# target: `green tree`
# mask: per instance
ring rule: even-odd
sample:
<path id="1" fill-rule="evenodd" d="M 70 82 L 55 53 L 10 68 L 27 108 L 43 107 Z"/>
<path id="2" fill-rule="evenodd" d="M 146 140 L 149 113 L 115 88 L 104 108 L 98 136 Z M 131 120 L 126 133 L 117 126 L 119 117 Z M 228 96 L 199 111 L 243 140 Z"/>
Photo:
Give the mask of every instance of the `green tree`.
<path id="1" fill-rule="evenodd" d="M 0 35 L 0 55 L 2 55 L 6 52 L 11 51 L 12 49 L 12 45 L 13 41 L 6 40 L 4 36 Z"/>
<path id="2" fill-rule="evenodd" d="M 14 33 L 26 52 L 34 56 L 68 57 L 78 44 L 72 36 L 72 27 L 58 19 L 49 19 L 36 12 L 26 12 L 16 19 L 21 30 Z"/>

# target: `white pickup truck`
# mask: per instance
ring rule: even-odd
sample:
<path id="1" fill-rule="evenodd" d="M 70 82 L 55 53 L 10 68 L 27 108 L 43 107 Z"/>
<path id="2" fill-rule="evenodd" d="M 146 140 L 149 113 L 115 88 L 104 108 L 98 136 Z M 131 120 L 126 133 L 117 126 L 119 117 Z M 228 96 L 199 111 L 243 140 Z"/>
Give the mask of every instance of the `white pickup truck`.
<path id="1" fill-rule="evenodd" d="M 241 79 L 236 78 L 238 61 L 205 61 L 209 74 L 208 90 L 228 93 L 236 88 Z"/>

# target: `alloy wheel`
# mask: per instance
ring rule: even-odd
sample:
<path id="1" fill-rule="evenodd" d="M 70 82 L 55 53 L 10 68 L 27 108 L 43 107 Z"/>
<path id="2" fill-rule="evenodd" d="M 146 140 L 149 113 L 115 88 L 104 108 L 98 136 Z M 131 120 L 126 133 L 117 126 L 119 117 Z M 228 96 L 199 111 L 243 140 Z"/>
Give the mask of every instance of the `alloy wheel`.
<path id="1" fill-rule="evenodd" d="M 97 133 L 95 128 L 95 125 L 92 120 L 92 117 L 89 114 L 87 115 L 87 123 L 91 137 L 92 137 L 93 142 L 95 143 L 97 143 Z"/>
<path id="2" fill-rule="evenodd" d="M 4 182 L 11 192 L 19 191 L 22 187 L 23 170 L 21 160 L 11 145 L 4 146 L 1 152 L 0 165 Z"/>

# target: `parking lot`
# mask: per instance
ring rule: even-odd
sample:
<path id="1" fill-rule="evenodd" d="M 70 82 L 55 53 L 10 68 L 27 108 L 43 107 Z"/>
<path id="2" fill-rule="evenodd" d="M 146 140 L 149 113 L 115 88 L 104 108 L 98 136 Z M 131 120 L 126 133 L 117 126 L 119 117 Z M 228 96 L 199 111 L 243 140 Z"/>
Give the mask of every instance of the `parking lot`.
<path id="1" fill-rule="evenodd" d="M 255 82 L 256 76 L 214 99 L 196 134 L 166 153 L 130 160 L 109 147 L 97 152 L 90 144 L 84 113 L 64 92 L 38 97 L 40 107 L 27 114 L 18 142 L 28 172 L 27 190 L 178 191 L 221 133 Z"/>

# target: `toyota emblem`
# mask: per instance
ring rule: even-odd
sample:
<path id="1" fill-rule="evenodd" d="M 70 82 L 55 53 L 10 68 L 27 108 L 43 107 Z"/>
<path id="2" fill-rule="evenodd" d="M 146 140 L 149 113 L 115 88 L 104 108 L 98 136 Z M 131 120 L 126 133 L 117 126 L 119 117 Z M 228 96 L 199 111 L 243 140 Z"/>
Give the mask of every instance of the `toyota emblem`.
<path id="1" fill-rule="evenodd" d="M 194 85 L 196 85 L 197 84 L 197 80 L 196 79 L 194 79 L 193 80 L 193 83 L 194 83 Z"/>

#####

__What you need to do__: Show each line from the rows above that contains the word "white".

__Expected answer__:
# target: `white pickup truck`
Give the mask of every instance of the `white pickup truck`.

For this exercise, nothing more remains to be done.